**Your task**.
Reproduce exactly the lines beginning with the line that contains "Expected output: a single point for each instance of the brown" and ending at the final line of the material below.

━━━━━━━━━━━━━━━━━━━━

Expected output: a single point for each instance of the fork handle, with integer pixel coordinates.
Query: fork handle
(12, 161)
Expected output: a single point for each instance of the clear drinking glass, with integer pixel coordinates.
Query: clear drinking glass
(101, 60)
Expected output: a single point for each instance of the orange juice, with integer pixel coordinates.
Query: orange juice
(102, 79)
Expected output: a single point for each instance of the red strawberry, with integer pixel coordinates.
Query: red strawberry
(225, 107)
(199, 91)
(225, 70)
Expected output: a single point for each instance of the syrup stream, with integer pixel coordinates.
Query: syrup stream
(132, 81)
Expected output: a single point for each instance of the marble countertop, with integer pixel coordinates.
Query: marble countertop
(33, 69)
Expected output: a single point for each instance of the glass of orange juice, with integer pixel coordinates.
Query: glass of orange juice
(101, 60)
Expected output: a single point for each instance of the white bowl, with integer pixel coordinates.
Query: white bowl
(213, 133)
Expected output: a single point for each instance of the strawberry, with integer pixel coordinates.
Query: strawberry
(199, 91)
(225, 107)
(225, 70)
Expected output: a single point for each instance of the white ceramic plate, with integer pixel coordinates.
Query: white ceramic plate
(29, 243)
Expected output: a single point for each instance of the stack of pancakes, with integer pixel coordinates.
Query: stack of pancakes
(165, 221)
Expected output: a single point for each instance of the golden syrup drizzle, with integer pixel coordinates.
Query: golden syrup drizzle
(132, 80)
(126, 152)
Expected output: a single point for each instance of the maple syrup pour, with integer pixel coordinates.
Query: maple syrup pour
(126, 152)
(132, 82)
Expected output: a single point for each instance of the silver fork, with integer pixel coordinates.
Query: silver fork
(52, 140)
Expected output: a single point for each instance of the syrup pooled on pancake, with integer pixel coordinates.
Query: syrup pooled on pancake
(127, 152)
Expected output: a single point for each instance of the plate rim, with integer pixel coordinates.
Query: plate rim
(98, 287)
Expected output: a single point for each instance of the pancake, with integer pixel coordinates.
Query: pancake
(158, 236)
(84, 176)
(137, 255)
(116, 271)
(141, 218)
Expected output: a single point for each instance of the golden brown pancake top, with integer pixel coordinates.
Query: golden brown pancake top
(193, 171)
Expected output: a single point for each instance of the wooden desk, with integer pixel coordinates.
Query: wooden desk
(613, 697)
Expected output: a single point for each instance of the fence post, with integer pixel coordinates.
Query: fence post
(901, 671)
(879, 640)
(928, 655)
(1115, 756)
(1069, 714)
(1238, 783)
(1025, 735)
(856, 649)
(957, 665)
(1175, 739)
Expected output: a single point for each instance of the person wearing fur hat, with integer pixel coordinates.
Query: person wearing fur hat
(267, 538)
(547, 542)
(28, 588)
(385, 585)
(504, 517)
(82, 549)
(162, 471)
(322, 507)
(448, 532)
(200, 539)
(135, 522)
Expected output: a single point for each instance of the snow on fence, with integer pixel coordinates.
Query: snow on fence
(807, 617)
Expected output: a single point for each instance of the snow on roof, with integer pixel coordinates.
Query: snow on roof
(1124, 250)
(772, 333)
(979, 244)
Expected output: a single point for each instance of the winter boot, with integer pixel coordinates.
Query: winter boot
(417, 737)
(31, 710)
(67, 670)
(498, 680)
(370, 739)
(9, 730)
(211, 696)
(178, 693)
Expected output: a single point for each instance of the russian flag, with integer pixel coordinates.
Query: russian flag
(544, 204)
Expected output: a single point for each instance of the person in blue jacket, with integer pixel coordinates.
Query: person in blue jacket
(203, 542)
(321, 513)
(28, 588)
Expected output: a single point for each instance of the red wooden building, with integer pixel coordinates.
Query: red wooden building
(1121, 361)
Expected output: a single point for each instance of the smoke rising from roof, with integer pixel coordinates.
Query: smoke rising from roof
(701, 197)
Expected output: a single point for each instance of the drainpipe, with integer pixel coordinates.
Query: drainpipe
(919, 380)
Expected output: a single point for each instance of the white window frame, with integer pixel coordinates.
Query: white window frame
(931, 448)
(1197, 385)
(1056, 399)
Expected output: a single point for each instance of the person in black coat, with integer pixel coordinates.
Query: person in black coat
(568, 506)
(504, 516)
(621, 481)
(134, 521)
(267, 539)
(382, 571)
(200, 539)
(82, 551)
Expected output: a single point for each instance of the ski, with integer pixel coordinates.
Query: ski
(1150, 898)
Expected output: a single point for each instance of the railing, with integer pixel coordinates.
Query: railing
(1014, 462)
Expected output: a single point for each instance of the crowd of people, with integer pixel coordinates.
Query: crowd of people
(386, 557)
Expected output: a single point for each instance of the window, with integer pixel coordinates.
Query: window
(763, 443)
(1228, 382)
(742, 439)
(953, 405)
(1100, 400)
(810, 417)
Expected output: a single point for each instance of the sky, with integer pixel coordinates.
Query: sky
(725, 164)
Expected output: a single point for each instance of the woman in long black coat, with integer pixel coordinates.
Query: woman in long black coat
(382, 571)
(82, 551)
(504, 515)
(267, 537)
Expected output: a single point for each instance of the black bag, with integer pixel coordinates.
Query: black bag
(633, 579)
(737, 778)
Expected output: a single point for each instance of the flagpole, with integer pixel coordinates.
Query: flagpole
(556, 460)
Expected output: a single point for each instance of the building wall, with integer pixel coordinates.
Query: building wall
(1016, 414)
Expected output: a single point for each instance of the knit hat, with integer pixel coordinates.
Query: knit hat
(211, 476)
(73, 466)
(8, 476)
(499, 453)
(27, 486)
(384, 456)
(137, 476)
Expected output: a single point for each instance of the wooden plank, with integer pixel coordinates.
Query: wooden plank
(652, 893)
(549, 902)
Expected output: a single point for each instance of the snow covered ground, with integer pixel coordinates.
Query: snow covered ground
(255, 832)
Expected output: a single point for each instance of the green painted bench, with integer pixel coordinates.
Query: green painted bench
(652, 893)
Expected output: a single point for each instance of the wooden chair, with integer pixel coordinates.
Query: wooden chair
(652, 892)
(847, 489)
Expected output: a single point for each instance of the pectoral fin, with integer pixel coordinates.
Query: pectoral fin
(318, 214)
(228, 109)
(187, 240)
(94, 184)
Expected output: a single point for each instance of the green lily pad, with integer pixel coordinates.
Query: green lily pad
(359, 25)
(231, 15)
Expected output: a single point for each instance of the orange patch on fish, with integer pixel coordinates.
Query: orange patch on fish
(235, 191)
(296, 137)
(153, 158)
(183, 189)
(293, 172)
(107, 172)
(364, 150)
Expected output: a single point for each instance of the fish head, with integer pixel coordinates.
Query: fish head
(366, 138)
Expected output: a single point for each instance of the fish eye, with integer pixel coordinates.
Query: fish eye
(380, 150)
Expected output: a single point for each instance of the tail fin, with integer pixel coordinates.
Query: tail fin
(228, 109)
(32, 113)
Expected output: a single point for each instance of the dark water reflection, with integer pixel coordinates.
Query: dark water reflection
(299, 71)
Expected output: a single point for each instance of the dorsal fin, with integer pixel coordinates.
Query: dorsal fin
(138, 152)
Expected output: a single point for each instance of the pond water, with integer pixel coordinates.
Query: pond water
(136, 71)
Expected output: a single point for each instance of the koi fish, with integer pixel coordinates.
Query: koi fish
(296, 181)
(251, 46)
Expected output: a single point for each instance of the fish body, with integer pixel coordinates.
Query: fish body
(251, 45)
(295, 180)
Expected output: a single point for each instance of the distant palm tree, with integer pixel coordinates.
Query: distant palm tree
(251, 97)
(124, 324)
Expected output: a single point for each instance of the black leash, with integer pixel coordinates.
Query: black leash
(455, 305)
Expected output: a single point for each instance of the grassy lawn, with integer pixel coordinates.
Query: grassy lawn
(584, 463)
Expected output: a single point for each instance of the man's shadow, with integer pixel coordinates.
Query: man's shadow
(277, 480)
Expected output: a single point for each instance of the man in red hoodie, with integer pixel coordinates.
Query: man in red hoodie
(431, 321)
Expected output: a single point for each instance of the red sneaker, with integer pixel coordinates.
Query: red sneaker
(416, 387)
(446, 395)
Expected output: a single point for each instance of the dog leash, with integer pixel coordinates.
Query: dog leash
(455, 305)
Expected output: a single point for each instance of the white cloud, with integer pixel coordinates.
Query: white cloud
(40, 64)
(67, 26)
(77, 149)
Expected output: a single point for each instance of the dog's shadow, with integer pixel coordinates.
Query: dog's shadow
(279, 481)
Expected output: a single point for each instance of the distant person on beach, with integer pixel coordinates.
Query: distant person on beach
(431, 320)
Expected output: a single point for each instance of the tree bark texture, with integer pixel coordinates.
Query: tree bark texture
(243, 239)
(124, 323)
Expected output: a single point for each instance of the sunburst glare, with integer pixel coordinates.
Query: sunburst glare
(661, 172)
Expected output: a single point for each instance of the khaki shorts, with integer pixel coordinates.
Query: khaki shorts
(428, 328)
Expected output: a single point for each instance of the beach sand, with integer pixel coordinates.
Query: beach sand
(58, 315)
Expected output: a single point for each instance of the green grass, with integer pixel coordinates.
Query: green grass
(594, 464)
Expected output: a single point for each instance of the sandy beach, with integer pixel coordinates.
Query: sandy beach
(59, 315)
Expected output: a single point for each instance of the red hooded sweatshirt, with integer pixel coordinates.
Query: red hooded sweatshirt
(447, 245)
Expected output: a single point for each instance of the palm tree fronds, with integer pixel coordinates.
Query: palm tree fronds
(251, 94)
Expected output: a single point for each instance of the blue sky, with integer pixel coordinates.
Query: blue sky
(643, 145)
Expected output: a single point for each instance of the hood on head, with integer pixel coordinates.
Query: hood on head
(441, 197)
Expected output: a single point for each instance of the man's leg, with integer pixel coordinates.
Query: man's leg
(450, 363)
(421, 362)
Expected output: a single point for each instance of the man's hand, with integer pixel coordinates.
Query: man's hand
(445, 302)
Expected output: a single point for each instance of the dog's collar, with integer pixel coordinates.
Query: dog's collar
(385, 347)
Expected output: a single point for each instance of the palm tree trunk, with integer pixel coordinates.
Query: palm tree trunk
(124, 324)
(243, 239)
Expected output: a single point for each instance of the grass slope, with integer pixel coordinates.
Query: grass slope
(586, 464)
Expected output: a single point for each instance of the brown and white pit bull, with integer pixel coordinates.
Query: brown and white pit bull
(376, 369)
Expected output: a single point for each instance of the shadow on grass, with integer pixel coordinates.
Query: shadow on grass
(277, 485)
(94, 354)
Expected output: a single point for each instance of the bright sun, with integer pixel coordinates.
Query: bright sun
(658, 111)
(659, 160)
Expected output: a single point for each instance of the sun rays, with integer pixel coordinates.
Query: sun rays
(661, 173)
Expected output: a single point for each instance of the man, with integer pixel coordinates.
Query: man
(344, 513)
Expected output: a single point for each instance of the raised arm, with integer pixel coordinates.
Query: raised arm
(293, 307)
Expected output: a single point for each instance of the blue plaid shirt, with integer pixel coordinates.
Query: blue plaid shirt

━━━━━━━━━━━━━━━━━━━━

**Solution to this exercise**.
Expected output: a single point for each instance of the brown and white pit bull, with integer pixel coordinates.
Query: brown and white pit bull
(376, 369)
Expected output: a single point for each instance of the shadow on grass, with integer pixel coordinates.
Query: shadow on grass
(277, 485)
(94, 354)
Expected output: a single point for each instance of the bright sun, with integer pixel coordinates.
Query: bright sun
(658, 111)
(659, 160)
Expected output: a single point for each instance of the sun rays, with integer pixel coordinates.
Query: sun rays
(661, 173)
Expected output: a single point for each instance of the man, with integer pixel coordinates.
Query: man
(344, 513)
Expected output: a single point for each instance of the raised arm, with integer pixel coordinates.
Query: raised arm
(293, 307)
Expected output: a single point for each instance of the blue plaid shirt, with integer pixel coordinates.
Query: blue plaid shirt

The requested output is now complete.